▸ BLOQUE DE TEXTO
____________________

La «semana» de Marta comenzaba los martes con la Eucaristía. No lograba tragar la hostia que se le colocaba en la boca. Era absorbida sin que ella pudiera engullirla. «Es como si un ser vivo entrará en mí», decía Marta.
A partir de ahí entraba en un estado de éxtasis que podía durar horas. «Después de comulgar sucede que siento una renovación pero no necesariamente en cada ocasión, pues puede ocurrir también fuera de la comunión».
En otro momento comentó: «Tengo deseos de gritar a los que me preguntan si como, que yo como más que ellos, pues yo me alimento en la Eucaristía de la sangre y la carne de Jesús. Tengo deseos de decirles que ellos impiden en sí los efectos de este alimento. Bloquean sus efectos».
El jueves era el otro día «grande» para Marta. Revivía semanalmente la Pasión. Sus ojos comenzaban a llorar sangre, uniéndose así a las llagas de sus manos, pies y costado que tampoco cesaban de expulsar líquido durante todas las noches de la semana.
A las veintiuna horas, con la puntualidad que marca un reloj, comenzaba a murmurar débilmente: «Padre mío, Padre mío, que se aparte de mí este cáliz, pero que se haga tu voluntad». A continuación se producía como un gemido o una melopea melódica en tres notas, que, según los presentes, «podía compararse a los pequeños gritos que da un recién nacido».
El padre Georges Finet de la diócesis de Lyon fue el fiel colaborador de Marta y testigo de su Pasión semanal.
Él cuenta así su experiencia: «Yo volvía el viernes hacia las dos de la tarde. Para reproducir las tres caídas de la Pasión, Marta había sido movida. Yo la tornaba a su posición; ponía su cabeza en la almohada. Esa cabeza caía sobre el cojín, donde ordinariamente había un chal blanco. Añadiré que, en el momento de la estigmatización, a comienzo de octubre de 1930, Jesús, no sólo la marcó aquel día con los estigmas en los pies, las manos y el costado derecho, sino que además le encasquetó su corona de espinas profundamente en la cabeza, y Marta se puso a sangrar no sólo de los pies, manos y costado, más igualmente en toda su cabeza; y comenzó a verter cada noche lágrimas de sangre. Fue en ese momento cuando Jesús le dijo que la había elegido para que ella viviera su pasión más que nadie, después de la Virgen, y que nadie después la viviría más totalmente. Jesús añadió que cada día aumentaría más su sufrimiento y que, por esto, no dormiría jamás durante la noche».

____________________

▸ DATOS DEL EJERCICIO
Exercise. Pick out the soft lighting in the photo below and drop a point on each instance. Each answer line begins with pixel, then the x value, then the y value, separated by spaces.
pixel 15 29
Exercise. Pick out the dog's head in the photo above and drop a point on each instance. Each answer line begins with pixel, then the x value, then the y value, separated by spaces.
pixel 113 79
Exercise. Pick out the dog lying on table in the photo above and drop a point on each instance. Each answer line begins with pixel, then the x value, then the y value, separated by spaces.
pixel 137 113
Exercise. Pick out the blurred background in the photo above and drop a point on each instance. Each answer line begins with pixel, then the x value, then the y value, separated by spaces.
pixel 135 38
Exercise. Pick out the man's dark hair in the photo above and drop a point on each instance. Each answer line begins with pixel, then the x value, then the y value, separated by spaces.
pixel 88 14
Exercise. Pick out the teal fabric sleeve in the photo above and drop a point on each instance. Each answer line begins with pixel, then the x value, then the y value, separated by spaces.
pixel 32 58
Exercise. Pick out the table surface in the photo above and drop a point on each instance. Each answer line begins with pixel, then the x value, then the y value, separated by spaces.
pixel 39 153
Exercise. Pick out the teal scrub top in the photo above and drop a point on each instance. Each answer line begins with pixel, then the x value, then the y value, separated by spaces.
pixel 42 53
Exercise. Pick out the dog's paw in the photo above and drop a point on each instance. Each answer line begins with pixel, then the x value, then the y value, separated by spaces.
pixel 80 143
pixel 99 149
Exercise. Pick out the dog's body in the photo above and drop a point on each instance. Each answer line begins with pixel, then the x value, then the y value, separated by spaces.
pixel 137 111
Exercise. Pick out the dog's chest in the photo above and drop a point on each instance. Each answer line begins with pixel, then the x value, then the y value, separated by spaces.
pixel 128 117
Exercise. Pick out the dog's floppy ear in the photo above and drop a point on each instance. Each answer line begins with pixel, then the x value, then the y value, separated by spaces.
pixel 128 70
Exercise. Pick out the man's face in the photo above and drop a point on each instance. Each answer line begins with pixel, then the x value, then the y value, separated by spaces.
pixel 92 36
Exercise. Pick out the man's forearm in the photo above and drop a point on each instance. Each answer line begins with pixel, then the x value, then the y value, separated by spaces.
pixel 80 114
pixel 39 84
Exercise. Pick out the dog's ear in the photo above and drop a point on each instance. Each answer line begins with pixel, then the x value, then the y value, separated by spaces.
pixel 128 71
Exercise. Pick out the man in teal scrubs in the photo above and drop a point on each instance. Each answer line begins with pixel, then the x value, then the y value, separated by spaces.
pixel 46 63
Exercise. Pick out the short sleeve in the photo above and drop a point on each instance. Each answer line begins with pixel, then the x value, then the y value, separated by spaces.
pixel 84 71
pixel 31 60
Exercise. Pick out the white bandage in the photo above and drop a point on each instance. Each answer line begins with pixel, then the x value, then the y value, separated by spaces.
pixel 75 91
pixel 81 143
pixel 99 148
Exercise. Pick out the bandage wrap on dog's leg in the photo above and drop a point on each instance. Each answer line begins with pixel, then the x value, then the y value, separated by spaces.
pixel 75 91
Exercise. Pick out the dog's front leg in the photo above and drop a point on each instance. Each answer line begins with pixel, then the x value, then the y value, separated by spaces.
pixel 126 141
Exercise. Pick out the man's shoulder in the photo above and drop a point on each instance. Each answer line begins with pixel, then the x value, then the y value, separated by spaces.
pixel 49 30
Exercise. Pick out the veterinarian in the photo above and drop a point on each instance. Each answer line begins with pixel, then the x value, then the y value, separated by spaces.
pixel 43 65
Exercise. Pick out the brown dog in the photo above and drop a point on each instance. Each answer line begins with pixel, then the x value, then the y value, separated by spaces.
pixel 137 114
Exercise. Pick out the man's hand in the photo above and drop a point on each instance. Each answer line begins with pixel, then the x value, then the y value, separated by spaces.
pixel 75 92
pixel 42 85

____________________

▸ TAREA A REALIZAR
Continúa el texto sobre la Pasión semanal de Marta justo después de su última oración.

▸ RESULTADO DEL EJERCICIO
A la hora que llegaba el Padre Finet, el viernes, se cerraba el ciclo de la Pasión. Marta, que hasta el momento había lanzando continuos gemidos de dolor, cesaba sus quejidos y repetía las palabras de Jesús en la Cruz: «Dios mío, Dios mío, ¿por qué me has abandonado? Padre mío, en tus manos encomiendo mi espíritu». En ese momento daba un profundo suspiro para quedarse completamente inmóvil, sin apenas respiración.
Tras dos horas como muerta, Marta volvía a gemir. Esos gemidos se prolongaban hasta la tarde del lunes. A partir de ahí, y hasta el martes, Marta entraba en un éxtasis del que salía con dificultad y con ayuda del Padre Finet: «Hija mía, en el nombre del Padre, del Hijo y del Espíritu Santo, por María, madre nuestra, os lo ordeno: volved a nosotros».
Marta solía comentar que sus sufrimientos físicos no podían compararse con los padecimientos que sentía en el orden moral. La Pasión de los viernes era para ella como una entrada en las tinieblas que le provocaba una gran desolación. De alguna manera sentía que representaba a la humanidad del siglo XX que había oficializado la ruptura con Dios, y experimentaba en su propio ser ese abandono.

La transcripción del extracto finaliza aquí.